> [Records to process]:
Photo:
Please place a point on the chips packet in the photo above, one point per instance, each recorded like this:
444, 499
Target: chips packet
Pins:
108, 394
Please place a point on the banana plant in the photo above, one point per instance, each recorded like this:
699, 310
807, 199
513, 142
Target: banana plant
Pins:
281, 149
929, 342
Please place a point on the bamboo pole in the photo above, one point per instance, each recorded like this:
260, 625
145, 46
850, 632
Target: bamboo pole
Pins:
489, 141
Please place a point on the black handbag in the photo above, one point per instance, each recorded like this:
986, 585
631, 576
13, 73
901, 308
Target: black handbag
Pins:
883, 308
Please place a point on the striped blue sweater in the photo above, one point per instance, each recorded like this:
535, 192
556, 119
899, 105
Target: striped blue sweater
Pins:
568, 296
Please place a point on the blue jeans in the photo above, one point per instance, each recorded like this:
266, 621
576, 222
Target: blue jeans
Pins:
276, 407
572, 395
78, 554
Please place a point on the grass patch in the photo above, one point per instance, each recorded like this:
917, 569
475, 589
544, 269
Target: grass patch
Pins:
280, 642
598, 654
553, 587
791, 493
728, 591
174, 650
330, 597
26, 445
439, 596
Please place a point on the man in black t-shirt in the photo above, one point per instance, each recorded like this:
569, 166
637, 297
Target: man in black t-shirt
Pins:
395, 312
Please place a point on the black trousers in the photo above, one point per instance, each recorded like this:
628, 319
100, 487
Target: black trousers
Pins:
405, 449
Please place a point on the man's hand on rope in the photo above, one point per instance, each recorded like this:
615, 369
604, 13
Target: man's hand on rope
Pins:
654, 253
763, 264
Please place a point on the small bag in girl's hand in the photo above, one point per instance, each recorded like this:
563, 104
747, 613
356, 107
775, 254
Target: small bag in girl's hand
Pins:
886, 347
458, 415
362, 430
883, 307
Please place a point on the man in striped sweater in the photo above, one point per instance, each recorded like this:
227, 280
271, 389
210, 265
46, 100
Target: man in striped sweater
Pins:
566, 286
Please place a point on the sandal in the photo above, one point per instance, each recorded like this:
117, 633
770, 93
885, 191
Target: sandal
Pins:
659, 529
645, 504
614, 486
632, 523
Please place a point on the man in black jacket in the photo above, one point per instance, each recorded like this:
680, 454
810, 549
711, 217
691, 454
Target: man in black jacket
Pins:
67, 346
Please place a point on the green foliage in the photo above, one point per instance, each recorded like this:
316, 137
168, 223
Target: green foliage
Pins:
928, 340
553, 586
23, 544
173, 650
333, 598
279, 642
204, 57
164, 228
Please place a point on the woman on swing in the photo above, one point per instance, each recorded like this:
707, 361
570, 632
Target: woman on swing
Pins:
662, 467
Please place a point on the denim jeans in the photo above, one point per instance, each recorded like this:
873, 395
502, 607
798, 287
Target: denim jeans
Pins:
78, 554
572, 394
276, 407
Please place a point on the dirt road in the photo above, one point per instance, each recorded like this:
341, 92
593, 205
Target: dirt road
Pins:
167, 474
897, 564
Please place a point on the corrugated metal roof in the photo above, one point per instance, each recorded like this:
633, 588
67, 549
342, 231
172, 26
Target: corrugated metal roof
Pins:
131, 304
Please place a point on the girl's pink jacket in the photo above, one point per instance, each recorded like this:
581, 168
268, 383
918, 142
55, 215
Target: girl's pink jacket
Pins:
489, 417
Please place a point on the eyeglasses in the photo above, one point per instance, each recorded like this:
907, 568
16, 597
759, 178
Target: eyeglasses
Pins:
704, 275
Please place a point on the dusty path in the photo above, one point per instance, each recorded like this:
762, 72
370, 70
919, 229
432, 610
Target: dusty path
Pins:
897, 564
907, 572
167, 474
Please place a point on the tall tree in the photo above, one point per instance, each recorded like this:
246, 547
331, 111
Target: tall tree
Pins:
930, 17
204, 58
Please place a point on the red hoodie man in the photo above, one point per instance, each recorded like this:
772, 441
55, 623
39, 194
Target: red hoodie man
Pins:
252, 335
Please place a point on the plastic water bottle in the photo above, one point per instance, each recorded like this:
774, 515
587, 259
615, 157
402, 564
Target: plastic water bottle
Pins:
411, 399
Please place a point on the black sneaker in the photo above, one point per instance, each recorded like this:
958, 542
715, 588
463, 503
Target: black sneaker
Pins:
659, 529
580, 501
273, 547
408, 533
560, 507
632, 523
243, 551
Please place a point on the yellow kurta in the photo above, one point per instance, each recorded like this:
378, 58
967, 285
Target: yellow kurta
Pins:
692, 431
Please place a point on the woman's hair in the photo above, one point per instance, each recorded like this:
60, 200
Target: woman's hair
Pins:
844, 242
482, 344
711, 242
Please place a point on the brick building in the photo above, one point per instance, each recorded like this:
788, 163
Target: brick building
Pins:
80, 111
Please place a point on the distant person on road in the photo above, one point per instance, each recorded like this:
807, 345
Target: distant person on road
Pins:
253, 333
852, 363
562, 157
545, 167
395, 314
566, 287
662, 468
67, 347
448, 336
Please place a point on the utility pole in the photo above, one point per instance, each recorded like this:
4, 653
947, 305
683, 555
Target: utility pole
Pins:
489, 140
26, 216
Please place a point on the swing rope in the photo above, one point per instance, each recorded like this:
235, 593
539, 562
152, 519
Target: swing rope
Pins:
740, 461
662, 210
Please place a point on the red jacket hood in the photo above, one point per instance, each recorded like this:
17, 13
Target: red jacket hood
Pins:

> [What is expected]: What lines above hold the word "patch"? Pull each one out.

> [Task result]:
Please place a point on the grass patch in the photo above, one point per instance, each recorded like this:
Target: grass patch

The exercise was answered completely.